#### STORED ROWS ####

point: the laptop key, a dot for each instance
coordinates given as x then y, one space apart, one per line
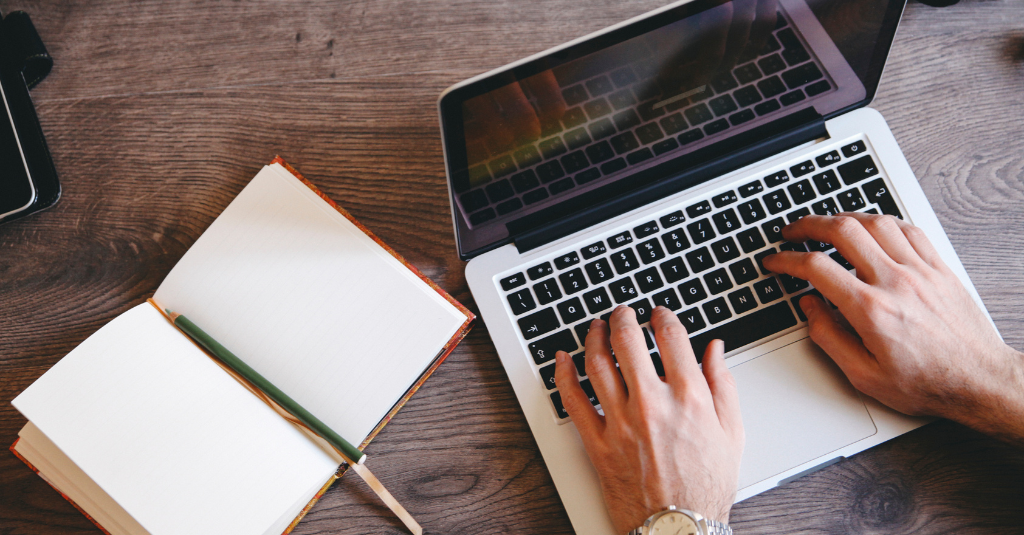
650 251
599 271
742 271
620 240
623 290
700 231
748 329
692 291
699 259
668 299
856 170
675 241
752 211
645 230
725 199
538 323
566 259
751 240
827 159
672 219
556 399
571 311
760 258
642 309
742 300
572 281
751 189
726 220
768 290
521 301
541 270
698 209
718 281
776 201
513 281
851 200
825 207
854 149
625 261
878 193
725 250
648 280
545 348
547 291
802 192
674 270
692 320
593 250
597 300
717 311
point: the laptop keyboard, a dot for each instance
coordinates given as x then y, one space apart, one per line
620 119
702 260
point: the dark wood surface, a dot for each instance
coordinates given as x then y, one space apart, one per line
158 114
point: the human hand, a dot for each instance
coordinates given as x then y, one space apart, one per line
675 441
922 345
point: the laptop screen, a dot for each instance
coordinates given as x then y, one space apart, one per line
545 131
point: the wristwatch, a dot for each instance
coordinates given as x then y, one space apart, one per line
680 522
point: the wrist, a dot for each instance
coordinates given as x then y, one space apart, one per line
995 403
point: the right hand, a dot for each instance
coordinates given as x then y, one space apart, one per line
921 344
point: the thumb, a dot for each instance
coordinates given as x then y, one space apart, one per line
849 353
723 388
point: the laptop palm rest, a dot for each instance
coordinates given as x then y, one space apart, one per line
797 406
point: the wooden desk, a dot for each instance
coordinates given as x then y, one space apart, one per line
158 114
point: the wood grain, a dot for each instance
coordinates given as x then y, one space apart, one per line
158 113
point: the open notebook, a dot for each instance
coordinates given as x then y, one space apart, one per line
146 434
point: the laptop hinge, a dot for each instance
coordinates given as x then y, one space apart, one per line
714 162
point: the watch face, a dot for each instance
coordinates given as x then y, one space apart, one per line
674 523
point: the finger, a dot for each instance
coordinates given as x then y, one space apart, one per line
849 353
839 285
887 232
631 350
588 421
674 343
849 237
601 368
723 388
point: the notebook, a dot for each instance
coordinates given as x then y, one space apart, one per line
145 434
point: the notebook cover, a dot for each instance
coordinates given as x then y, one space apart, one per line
441 356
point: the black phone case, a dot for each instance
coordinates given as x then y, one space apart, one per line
24 63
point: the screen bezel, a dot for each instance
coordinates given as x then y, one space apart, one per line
450 104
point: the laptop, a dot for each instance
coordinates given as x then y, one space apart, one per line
654 163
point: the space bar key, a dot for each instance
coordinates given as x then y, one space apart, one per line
748 329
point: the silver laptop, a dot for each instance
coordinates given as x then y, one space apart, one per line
654 163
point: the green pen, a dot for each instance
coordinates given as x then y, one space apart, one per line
351 453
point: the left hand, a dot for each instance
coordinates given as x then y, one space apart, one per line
675 441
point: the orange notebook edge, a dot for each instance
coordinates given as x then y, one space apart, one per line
62 495
441 356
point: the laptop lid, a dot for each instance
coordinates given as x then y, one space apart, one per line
582 132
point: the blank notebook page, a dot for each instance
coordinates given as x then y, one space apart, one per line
174 440
301 294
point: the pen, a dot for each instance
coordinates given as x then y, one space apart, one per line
350 453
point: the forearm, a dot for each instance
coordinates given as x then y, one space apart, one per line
996 408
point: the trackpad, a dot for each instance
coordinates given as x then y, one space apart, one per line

####

Print exactly the lines above, starting at the line that contains "point: the silver" and ending with the last line of the records, both included.

point: the silver laptop, a dot for each instance
coordinates given as x then y, one space apart, one per line
654 163
point: the green pen, a dot for each instance
coordinates given as x then y, one space apart, one per line
351 453
point: the left hand, a dot for each instance
coordinates given as x then y, one space apart, one per line
675 441
point: the orange notebook edge, a dot for each instance
coordinates given as x then y, one space apart, one per line
62 495
441 356
point: the laptop lid, a dot for each instance
coordinates given as x then y, one space apart, one per line
582 132
point: the blank notebook page, a dot for each instance
coordinates given as x then y, one space apart, one per line
174 440
301 294
point: the pen, a dot for each instance
coordinates given as x then y, one space apart, one per line
350 453
point: the forearm, a dot for each instance
coordinates given as x then y, one space apart, one per line
996 408
point: the trackpad, a dot for each instance
coordinates given as x then y, one space apart, one per line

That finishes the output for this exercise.